Data listing:
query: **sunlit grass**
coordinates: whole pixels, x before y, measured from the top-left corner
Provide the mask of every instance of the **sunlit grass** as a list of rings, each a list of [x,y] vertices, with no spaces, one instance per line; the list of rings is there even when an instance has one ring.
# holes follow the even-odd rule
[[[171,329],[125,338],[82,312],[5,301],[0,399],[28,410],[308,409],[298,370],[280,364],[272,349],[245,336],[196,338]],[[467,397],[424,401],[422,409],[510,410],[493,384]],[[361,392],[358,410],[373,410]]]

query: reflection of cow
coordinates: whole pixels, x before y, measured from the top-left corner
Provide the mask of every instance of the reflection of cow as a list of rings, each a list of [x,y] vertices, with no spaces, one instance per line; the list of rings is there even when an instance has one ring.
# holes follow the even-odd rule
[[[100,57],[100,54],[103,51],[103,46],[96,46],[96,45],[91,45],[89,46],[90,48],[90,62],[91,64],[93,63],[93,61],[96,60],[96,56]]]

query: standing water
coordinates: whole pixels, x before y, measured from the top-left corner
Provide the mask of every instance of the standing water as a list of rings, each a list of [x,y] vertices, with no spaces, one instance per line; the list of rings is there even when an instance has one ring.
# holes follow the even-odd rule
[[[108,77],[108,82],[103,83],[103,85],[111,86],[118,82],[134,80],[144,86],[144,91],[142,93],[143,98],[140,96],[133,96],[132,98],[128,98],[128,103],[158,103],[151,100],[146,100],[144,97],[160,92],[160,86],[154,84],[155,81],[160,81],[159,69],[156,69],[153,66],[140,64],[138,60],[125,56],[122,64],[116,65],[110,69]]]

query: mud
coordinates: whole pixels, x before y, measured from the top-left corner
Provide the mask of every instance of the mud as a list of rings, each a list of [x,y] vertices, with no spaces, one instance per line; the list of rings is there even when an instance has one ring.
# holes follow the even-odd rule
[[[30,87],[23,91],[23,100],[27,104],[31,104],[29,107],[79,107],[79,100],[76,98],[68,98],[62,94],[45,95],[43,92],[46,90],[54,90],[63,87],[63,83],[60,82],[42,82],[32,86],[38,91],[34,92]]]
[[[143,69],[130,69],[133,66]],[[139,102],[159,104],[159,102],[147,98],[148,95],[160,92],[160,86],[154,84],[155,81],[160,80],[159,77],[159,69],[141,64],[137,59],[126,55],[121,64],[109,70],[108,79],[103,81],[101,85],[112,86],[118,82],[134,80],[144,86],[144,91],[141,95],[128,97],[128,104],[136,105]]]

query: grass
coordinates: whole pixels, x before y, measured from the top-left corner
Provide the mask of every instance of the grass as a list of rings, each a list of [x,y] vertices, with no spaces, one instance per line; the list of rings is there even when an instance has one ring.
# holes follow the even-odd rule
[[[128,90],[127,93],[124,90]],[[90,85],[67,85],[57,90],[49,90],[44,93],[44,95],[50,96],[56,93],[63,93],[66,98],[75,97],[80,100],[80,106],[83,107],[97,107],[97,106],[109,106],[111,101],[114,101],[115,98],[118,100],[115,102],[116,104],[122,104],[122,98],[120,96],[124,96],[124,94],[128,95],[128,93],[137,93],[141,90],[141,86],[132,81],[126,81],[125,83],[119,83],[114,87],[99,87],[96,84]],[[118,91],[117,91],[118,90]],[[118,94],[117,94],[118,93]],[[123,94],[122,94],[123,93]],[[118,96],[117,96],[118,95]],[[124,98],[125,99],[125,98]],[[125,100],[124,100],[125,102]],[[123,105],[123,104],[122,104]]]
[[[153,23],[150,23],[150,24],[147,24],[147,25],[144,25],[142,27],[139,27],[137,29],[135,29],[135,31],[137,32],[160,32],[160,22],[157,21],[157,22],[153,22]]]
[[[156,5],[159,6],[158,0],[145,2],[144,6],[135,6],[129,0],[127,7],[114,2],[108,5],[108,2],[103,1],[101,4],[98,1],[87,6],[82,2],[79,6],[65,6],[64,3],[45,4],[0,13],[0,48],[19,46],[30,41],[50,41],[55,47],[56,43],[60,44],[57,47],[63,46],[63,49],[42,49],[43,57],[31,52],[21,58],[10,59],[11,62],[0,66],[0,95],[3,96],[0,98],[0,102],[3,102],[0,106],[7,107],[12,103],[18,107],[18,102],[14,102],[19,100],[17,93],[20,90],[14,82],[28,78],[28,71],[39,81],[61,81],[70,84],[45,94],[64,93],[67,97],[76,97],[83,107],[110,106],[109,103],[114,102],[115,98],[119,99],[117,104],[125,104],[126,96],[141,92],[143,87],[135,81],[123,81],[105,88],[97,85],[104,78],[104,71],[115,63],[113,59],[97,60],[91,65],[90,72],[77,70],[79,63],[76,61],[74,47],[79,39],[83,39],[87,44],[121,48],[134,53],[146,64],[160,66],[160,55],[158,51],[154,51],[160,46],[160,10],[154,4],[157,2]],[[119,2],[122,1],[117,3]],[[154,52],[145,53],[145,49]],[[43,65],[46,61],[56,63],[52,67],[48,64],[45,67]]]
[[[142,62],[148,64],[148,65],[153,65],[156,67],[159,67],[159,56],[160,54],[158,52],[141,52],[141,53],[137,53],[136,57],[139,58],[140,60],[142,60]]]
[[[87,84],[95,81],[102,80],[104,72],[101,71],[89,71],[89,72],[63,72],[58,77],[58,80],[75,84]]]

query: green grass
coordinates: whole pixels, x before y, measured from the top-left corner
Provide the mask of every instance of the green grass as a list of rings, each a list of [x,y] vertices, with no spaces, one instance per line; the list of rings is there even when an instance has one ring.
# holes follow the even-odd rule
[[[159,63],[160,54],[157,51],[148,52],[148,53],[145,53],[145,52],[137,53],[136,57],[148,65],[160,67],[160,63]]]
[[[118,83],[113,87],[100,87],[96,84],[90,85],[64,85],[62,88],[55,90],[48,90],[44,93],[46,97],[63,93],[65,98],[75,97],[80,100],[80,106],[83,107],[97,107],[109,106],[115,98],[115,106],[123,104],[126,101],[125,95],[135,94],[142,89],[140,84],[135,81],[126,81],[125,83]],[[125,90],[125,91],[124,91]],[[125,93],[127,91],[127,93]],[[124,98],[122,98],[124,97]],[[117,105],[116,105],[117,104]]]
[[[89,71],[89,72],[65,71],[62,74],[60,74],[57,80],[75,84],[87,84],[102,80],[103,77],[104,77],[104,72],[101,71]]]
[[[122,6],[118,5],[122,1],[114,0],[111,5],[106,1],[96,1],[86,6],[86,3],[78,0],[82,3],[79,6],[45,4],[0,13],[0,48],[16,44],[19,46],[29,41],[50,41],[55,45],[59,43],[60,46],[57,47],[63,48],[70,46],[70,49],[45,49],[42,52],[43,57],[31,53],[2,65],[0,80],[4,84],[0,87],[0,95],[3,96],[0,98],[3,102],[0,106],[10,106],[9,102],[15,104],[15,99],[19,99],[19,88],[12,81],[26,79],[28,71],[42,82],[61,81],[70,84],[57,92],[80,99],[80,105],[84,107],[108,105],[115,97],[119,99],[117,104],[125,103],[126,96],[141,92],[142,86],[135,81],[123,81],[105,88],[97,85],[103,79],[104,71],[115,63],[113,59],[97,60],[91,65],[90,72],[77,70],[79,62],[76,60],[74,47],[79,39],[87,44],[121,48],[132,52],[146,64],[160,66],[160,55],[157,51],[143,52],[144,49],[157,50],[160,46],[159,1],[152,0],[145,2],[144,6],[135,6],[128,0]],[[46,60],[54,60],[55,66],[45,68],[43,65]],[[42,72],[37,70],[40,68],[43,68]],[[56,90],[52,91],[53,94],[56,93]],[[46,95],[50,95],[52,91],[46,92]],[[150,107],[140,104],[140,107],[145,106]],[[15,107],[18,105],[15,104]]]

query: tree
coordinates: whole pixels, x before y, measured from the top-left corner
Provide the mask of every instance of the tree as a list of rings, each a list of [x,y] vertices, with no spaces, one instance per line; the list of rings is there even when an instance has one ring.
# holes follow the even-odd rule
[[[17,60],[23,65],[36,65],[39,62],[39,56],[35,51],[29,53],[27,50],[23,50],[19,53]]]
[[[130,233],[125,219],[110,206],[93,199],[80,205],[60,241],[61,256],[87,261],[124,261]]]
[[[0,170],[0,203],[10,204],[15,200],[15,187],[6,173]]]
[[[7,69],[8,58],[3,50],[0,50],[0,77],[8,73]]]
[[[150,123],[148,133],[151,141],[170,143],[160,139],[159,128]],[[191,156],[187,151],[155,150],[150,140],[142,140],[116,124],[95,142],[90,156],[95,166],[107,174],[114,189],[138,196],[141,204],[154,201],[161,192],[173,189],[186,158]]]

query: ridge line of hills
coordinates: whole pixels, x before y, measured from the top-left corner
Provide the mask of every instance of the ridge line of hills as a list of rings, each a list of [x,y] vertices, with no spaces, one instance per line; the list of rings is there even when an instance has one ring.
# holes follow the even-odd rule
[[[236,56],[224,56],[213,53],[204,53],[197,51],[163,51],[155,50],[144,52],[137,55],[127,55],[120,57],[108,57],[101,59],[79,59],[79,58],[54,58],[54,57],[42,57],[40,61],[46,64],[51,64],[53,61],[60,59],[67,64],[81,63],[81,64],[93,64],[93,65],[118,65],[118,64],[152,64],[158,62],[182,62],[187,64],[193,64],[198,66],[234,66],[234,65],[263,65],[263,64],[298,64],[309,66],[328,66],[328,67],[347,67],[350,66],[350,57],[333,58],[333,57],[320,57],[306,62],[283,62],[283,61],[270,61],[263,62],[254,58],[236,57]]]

Directive: Identify every line of the records that contains the word "sunlit", and copy each of those lines.

Task result:
query: **sunlit grass**
Provide the mask of every instance of the **sunlit grass** as a list of rings, each a list of [x,y] vertices, with no spaces, one instance per line; the list of rings is there even when an instance has one ring.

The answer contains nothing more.